Text segment Start Marker
When pushing SLOB, turn off the knob to use downstream data, and be careful to not let orders drive replenishment. Likewise, downstream data should be used to trigger the completion of promotional replenishment.  Sensing when to end a promotion is also essential to eliminating SLOB (Slow and Obsolete Inventory).  Bottom line:  Design the forecasting process and the use of the output of the forecasting process from the outside-in.  In driving accurate replenishment, there is no substitute for knowing true channel behavior.

Sin #4. A Project not a Program: A frequent question that I am asked is “how can I implement demand planning faster?” I will answer the question, but then I will ask,
“Aren’t you shooting for the wrong goal?  Shouldn’t your goal be to implement demand planning well not fast?” One of the companies that I admire, that has proven year over year to be one of the great leaders in the use of SAP APO DP is General Mills.  When I wrote a case study of General Mills implementation as an AMR analyst, many companies pushed back and asked why I picked the General Mills case study to showcase.  The reason was simple.  They did not implement demand planning the fastest, they did it the best.  For them, it was a program.  It was valued.  They wanted to get it right. It was not a project to quickly implement.

Sin #5.  Not all Items are Created Equally: In the words of one participant in the workshop, “get to know the DNA of your item.” A few years ago, I was working with a company that made baby formula.  Their most important and the lowest volume item was samples sent to the hospitals for new mothers.  These samples were distributed on maternity wards at the birth of the baby to promote product trial. A successful trial could drive a couple of years of consumption through the life of the child through their years as a baby. So, a forecast error on these products was worth substantially more than a forecast error on turn volume.

Sin #6.  Forecast with the End in Mind: This may sound simple, but it is a sin that is frequently made.  While many companies have set up their forecasting systems to forecast what manufacturing needs to make when, the greater opportunity is to model what the channel is going to sell and when.  The company then translates these demand requirements to internal and external manufacturing locations.  It is not as easy as just modeling the selling unit at the retail chain level.  This is usually too low of a level to forecast –insufficient data to be significantly relevant—for the forecasting process.  Likewise, with this increased need for transportation forecasting visibility, there is a need to forecast transportation requirements; and, to use channel data to determine distribution requirements.  It is a proven fact that forecast consumption logic and one number forecasting is not sufficient.  Instead, multiple forecasts need to be translated into a demand visibility signal for the corporation.

Sin #7.  Arrogance.  Not serving the Organization. At the conference, the SVP of Radio Shack gave a presentation on what makes a great demand planning group.  His words of wisdom were “be humble” and “serve the organization.” In his experience, when the demand planning groups become arrogant—a “know it all group” that polices the forecast—everyone looses.

What do you think?  Do you have any sins of forecasting that you would like to share with the readers of this blog?  Or do you have any insights on the sins outlined and thoughts to share on how others can improve their forecasting? For more on demand management, check out these posts:

Beyond Smoke and Mirrors (https://www.supplychainshaman.com/page/3/)

Trading Places (https://www.supplychainshaman.com/uncategorized/trading-places/)

This week, I am speaking at the Midwest Health Care Exchange.  Look for a post next week on new research on How to Heal the Life Sciences Supply Chain.

Yesterday, I had a great day at the Eli Lilly learning center looking at progress in item serialization with 2-D barcodes at their center in Indianapolis.  It was great to see their use of some of my 2002 Gartner research note on RFID used to help them formulate a winning strategy.
Text segment End Marker
_Set of tasks:_
a) Do these statements agree with the post on forecasting sins? (i) The baby formula company's samples for hospitals were its highest-volume item. (ii) General Mills implemented demand planning the fastest. (iii) The SVP of Radio Shack told demand planning groups to "be humble." Answer yes or no for each, and quote the deciding words of the post.
b) According to the post on forecasting sins, what was the writer looking at during the day at the Eli Lilly learning center?
c) Reproduce the passage of the post on forecasting sins that begins at the words "What do you" and stops after "and Mirrors (https://www.supplychainshaman.com/page/3/)".
Data section Start Marker
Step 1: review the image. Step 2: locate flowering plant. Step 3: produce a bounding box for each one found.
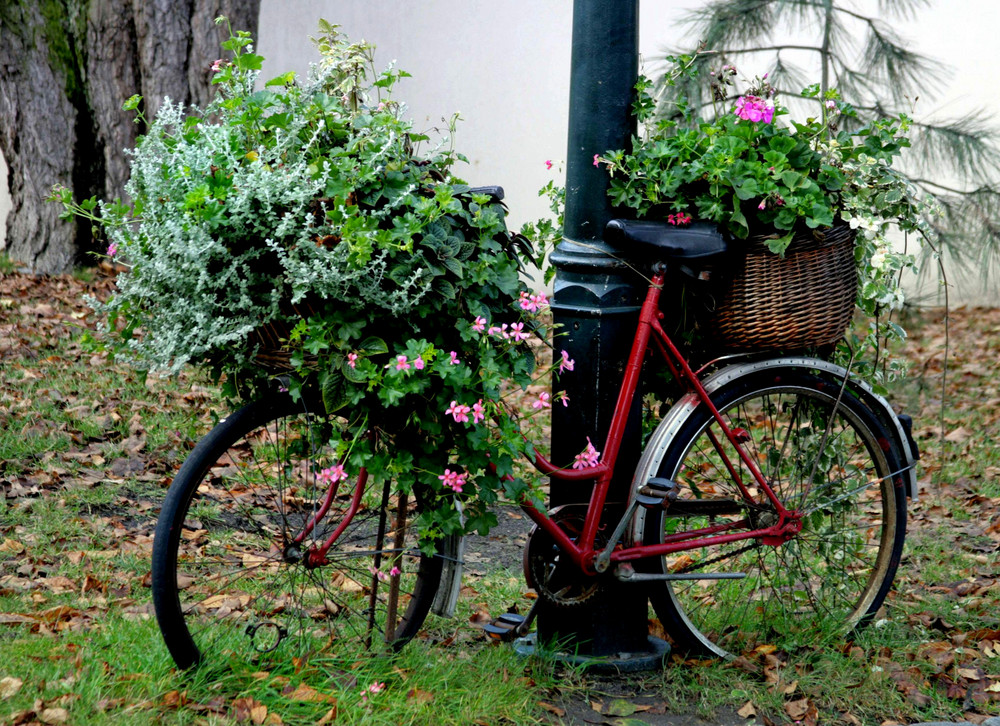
[55,23,571,543]
[595,56,934,386]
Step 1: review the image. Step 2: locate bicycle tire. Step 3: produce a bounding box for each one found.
[152,393,442,669]
[638,368,906,658]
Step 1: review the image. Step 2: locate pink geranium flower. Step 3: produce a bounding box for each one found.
[472,398,486,423]
[733,96,774,124]
[559,351,576,373]
[445,401,472,423]
[573,436,601,469]
[438,469,467,494]
[316,464,347,485]
[531,391,552,409]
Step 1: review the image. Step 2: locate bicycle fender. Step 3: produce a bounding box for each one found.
[631,356,919,537]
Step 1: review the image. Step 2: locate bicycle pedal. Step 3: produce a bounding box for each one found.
[636,477,678,508]
[480,613,525,642]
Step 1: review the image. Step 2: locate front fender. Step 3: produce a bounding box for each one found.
[632,356,918,537]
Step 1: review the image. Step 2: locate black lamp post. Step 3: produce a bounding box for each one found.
[537,0,666,670]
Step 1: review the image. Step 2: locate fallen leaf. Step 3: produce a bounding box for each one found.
[406,688,434,704]
[785,698,809,721]
[38,708,69,724]
[286,683,337,703]
[538,701,566,718]
[0,676,24,701]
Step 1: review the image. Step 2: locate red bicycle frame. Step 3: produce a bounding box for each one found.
[519,265,801,574]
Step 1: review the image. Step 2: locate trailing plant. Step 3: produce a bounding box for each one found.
[594,55,934,392]
[48,22,564,546]
[653,0,1000,296]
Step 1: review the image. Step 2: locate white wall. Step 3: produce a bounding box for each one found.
[0,0,1000,305]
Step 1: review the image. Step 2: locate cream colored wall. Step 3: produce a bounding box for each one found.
[0,0,1000,305]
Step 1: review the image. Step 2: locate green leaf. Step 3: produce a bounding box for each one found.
[264,71,295,88]
[358,335,389,355]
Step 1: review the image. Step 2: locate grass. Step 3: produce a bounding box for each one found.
[0,267,1000,724]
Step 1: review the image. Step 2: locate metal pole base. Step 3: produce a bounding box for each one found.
[514,633,670,676]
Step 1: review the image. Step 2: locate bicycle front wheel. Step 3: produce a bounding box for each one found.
[641,370,906,658]
[152,394,442,668]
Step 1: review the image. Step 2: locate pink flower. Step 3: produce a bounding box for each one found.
[444,401,472,423]
[733,96,774,124]
[510,323,531,343]
[573,436,601,469]
[438,469,467,494]
[361,681,385,703]
[316,464,347,485]
[517,291,549,313]
[531,391,552,409]
[559,351,576,373]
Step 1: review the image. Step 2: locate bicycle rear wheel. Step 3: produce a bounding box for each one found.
[641,370,906,657]
[152,394,442,668]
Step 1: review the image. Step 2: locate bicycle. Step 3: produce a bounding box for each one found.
[153,200,918,668]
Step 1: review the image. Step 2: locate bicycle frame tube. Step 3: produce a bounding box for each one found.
[520,266,799,574]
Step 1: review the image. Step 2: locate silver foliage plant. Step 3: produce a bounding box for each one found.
[61,26,461,372]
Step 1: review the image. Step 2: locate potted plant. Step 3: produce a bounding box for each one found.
[55,19,550,546]
[594,56,931,378]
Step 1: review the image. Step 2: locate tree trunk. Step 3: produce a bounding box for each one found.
[0,0,260,273]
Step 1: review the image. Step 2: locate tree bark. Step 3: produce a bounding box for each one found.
[0,0,260,273]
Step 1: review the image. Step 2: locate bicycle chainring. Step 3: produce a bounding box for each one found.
[524,504,605,607]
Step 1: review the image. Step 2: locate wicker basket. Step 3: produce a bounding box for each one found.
[709,224,858,351]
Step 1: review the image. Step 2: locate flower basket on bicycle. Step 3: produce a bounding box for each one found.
[706,224,858,351]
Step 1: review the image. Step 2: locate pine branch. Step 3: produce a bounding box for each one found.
[908,110,1000,184]
[860,19,945,105]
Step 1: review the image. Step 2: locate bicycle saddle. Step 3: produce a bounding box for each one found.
[604,219,729,263]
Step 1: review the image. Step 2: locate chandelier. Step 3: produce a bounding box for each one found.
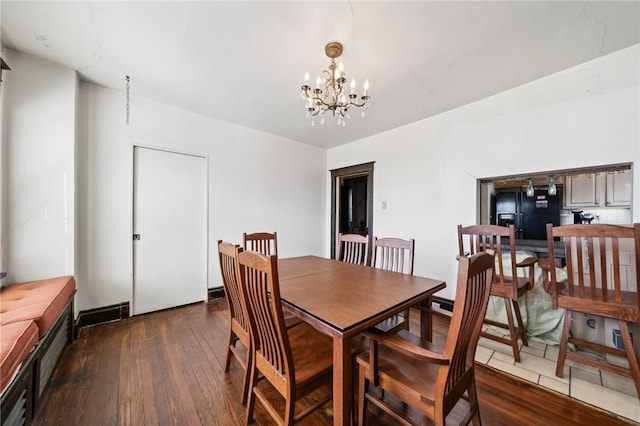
[300,41,370,126]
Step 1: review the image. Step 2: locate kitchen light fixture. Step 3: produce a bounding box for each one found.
[527,178,535,197]
[549,176,557,195]
[300,41,370,126]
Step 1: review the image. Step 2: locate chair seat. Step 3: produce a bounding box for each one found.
[288,322,333,386]
[376,311,409,333]
[491,277,529,299]
[357,345,439,411]
[556,283,640,322]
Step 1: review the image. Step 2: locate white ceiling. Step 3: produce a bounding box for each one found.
[0,0,640,148]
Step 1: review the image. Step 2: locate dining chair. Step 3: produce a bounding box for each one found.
[357,253,495,426]
[543,223,640,398]
[218,240,252,404]
[237,250,333,425]
[371,237,416,337]
[336,234,369,265]
[458,225,537,362]
[242,232,278,256]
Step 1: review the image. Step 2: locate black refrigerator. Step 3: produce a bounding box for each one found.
[494,185,562,240]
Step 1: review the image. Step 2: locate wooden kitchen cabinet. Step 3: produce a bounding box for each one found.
[604,170,631,207]
[564,173,602,208]
[564,169,631,209]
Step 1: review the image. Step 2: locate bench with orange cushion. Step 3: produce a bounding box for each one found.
[0,276,76,425]
[0,320,40,393]
[0,276,76,337]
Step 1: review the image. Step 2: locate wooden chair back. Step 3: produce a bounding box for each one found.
[357,252,495,425]
[237,251,295,397]
[218,240,252,404]
[436,252,495,402]
[371,237,415,275]
[242,232,278,256]
[237,251,333,425]
[545,223,640,398]
[458,225,537,362]
[458,225,533,300]
[218,240,249,342]
[547,223,640,322]
[337,234,369,265]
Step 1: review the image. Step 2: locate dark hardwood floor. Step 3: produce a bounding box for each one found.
[34,300,632,426]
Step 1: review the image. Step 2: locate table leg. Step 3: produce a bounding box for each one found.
[333,335,353,426]
[419,296,433,342]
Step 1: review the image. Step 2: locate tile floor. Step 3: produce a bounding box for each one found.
[476,331,640,422]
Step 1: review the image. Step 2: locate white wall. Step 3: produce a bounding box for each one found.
[327,46,640,298]
[0,50,77,284]
[76,81,327,310]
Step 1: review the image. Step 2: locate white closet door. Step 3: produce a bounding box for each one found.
[133,147,207,315]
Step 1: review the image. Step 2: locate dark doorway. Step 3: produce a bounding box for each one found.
[331,163,373,262]
[338,176,369,235]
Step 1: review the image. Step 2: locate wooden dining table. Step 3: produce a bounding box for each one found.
[278,256,446,425]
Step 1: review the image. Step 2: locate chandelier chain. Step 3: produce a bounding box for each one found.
[125,75,131,126]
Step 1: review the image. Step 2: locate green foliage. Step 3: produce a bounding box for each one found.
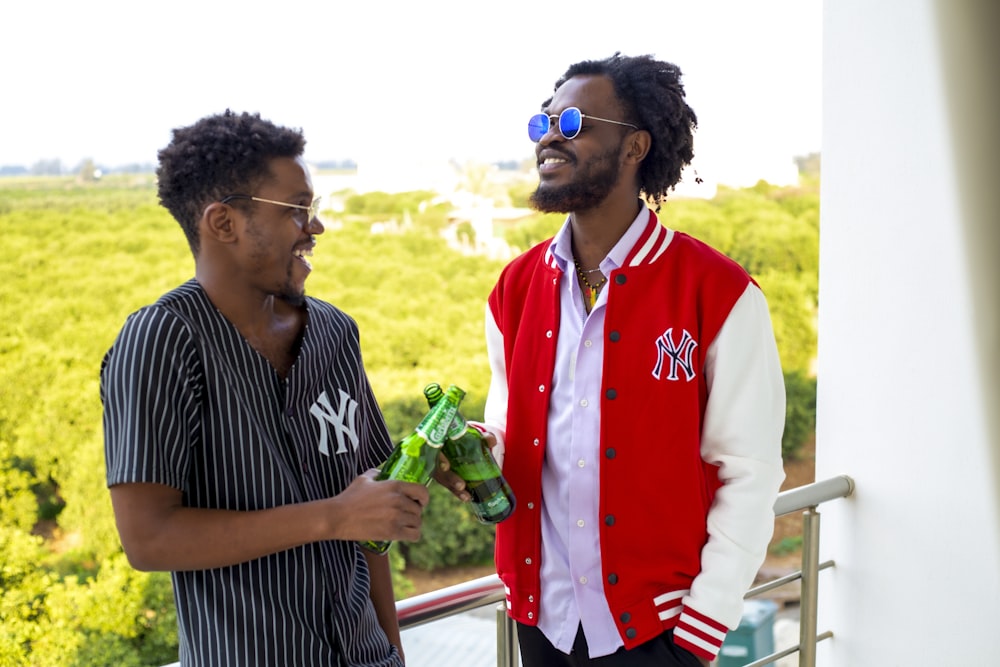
[0,175,819,666]
[781,371,816,459]
[769,535,802,556]
[398,484,495,570]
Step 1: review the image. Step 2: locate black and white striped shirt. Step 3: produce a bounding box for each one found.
[101,280,401,667]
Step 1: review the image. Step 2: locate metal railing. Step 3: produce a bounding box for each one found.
[396,475,854,667]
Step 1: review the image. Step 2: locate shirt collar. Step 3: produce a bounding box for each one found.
[549,206,649,276]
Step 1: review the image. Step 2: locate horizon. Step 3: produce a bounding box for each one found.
[0,0,822,185]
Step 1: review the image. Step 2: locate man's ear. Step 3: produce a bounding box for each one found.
[198,202,237,248]
[625,130,653,164]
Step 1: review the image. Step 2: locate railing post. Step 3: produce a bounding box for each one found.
[497,602,520,667]
[799,505,819,667]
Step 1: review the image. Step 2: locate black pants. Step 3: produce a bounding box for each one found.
[517,623,701,667]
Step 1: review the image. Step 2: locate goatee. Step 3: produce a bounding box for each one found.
[531,146,621,213]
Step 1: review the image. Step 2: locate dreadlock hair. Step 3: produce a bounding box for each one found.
[156,109,306,256]
[543,53,698,211]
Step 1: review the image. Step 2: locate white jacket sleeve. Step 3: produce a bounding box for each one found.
[684,283,785,629]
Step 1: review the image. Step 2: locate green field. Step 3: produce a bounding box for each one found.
[0,175,819,666]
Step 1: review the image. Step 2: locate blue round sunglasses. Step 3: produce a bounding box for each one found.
[528,107,639,142]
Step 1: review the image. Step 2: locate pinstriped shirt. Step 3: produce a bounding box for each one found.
[101,280,401,667]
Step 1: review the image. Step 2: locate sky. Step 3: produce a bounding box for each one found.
[0,0,822,185]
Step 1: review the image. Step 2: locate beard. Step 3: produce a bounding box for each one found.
[531,146,621,213]
[247,217,306,307]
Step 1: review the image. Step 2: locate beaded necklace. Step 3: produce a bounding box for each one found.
[573,259,608,312]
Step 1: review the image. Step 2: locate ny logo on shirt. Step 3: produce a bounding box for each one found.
[653,327,698,382]
[309,389,358,456]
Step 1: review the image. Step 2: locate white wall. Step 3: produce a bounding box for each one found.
[816,0,1000,667]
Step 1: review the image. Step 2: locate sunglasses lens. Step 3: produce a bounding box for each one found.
[559,107,583,139]
[528,113,549,141]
Data section End Marker
_Answers to each task:_
a)
(i) No: "Their most important and the lowest volume item was samples sent to the hospitals for new mothers."
(ii) No: "They did not implement demand planning the fastest, they did it the best."
(iii) Yes: "His words of wisdom were “be humble” and “serve the organization.”"

b) Progress in item serialization with 2-D barcodes.

c)
What do you think?  Do you have any sins of forecasting that you would like to share with the readers of this blog?  Or do you have any insights on the sins outlined and thoughts to share on how others can improve their forecasting? For more on demand management, check out these posts:

Beyond Smoke and Mirrors (https://www.supplychainshaman.com/page/3/)